Reading passage —
State v. Obie Outdoor Advertising, Inc.

516 P.2d 233, 9 Wash. App. 943, 73 A.L.R. 3d 1114, 1973 Wash. App. LEXIS 1294
CourtCourt of Appeals of Washington
DecidedNovember 16, 1973
Docket763-3
StatusPublished
Cited by16 cases

This text of 516 P.2d 233 (State v. Obie Outdoor Advertising, Inc.) is published on Counsel Stack Legal Research, covering Court of Appeals of Washington primary law. Counsel Stack provides free access to over 12 million legal documents including statutes, case law, regulations, and constitutions.

Bluebook
State v. Obie Outdoor Advertising, Inc., 516 P.2d 233, 9 Wash. App. 943, 73 A.L.R. 3d 1114, 1973 Wash. App. LEXIS 1294 (Wash. Ct. App. 1973).

Opinion

Green, C.J.

Petitioner, State of Washington, brought this eminent domain action to acquire the leasehold interest of Obie Outdoor Advertising, Inc. in certain land near Kiona, together with two advertising signs located thereon. 1 A jury awarded just compensation in the sum of $2,150, the exact amount of petitioner’s expert testimony. Petitioner appeals an order granting a new trial.

On June 1, 1971, Obie entered into a 10-year lease of certain land on the south side of Highway 410 (redesignated SR 182, RCW 47.17.372) effective March 1, 1971, at a rental of $105 per year. Under the lease, Obie retained ownership of the signs with right of removal. Upon expiration, the lease was to continue from year to year unless terminated by notice given 30 days before the end of the term or additional year.

Obie constructed two billboards on the leased property and entered into agreements with two clients whereby Obie *945 would install and maintain on each billboard an advertising display for 36 consecutive months. For the use of these billboards, Obie was to receive a total of $159.45 per month.

Petitioner and Obie each adopted different approaches to the determination of just compensation. Petitioner’s appraisal witness separately valued the leasehold interest and the two billboards. This appraiser located two other ground leases executed in 1970 for a rental comparable to Obie’s ground lease. As a result, no bonus value was found and Obie’s lease was determined to have no value. 4 Nichols, The Law of Eminent Domain § 12.42 [3] (rev. 3d ed. 1971). The two billboards were appraised at $2,150, using the reproduction cost less depreciation approach. He considered the income approach but rejected it because in his opinion the receipts from the use of the sign for advertising resulted from the selling of a service which depended upon personal skills of the operator. Likewise, he considered the comparable sales approach but rejected it because no sale of individual signs or billboards could be found.

On the other hand, Obie’s appraisal witness rejected use of the reproduction cost less depreciation approach and adopted the income approach, arriving at a value of $5,000. He endeavored to capitalize the present worth of what he termed the rental income from the signs in question over the remainder of the leasehold. He testified that studies showed the income approach to value was customarily used in the signboard industry, i.e., one sign company would purchase another sign company by multiplying a predetermined factor times the gross annual income to arrive at fair market value. Applying the income approach, he arrived at a high value of $5,740 and a low of $4,502. In his opinion, the fair market value or just compensation for the leasehold interest and signs acquired by petitioner was $5,000.

Your tasks —
[a] Copy the court opinion starting at "On June 1, 1971, Obie" and ending at "of $159.45 per month.".
[b] In the court opinion, what yearly rental did Obie's ground lease set?
[c] Pick up the court opinion after its last sentence and continue writing it.
The material has no connection to the court opinion.

Data extracts —

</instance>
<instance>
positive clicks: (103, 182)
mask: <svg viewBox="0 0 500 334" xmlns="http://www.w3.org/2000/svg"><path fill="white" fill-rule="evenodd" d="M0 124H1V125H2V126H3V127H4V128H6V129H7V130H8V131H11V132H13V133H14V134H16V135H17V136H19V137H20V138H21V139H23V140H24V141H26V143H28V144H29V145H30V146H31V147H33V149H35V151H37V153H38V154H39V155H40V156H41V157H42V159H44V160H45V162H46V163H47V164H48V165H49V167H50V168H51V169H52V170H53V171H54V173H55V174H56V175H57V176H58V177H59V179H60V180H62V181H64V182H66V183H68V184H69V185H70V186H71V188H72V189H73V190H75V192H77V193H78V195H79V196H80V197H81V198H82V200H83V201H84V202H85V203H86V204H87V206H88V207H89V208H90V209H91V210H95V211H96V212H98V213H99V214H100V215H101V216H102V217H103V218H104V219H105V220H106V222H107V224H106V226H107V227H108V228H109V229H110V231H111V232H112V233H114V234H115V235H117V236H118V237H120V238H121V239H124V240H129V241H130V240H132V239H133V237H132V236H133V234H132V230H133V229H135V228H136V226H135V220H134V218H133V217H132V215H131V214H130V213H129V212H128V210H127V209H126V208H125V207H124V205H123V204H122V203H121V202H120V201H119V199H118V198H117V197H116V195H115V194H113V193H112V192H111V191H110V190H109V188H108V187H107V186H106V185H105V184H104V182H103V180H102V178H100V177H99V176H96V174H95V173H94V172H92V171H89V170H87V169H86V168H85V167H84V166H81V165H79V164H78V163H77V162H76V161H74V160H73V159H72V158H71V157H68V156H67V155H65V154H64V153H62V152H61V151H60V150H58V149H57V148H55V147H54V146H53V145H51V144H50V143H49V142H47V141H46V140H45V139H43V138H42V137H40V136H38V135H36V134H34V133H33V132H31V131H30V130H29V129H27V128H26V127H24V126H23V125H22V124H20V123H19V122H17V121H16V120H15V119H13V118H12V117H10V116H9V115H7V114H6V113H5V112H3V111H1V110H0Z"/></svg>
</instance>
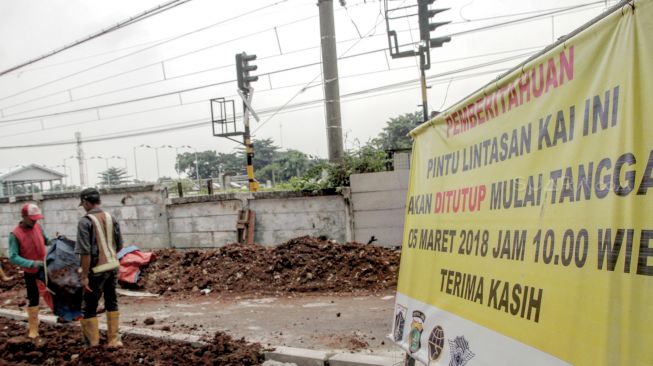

Expected outputs —
[a]
On June 1, 1971, Obie entered into a 10-year lease of certain land on the south side of Highway 410 (redesignated SR 182, RCW 47.17.372) effective March 1, 1971, at a rental of $105 per year. Under the lease, Obie retained ownership of the signs with right of removal. Upon expiration, the lease was to continue from year to year unless terminated by notice given 30 days before the end of the term or additional year.

Obie constructed two billboards on the leased property and entered into agreements with two clients whereby Obie *945 would install and maintain on each billboard an advertising display for 36 consecutive months. For the use of these billboards, Obie was to receive a total of $159.45 per month.

[b] $105 per year

[c]
When the jury returned a verdict of $2,150, the exact amount of petitioner’s appraisal testimony, the trial court granted a new trial citing as its reasons:

(1) Error in admission of petitioner’s evidence of repro *946 duction cost less depreciation without proof of Obie’s ability to relocate or replace the properties taken;
(2) Error in the giving of instruction No. 7;
(3) Error in admission of testimony by the state’s expert witness; and
(4) Substantial justice was not done. Petitioner challenges each of these reasons and claims the court erred in granting a new trial.

First, petitioner contends that reproduction cost less depreciation is a recognized approach to the determination of just compensation and does not require proof of the owner’s (Obie) ability to relocate or replace the property taken. The trial court held that the reproduction cost less depreciation approach was not admissible unless petitioner proved that the two signs could be relocated. This holding was error.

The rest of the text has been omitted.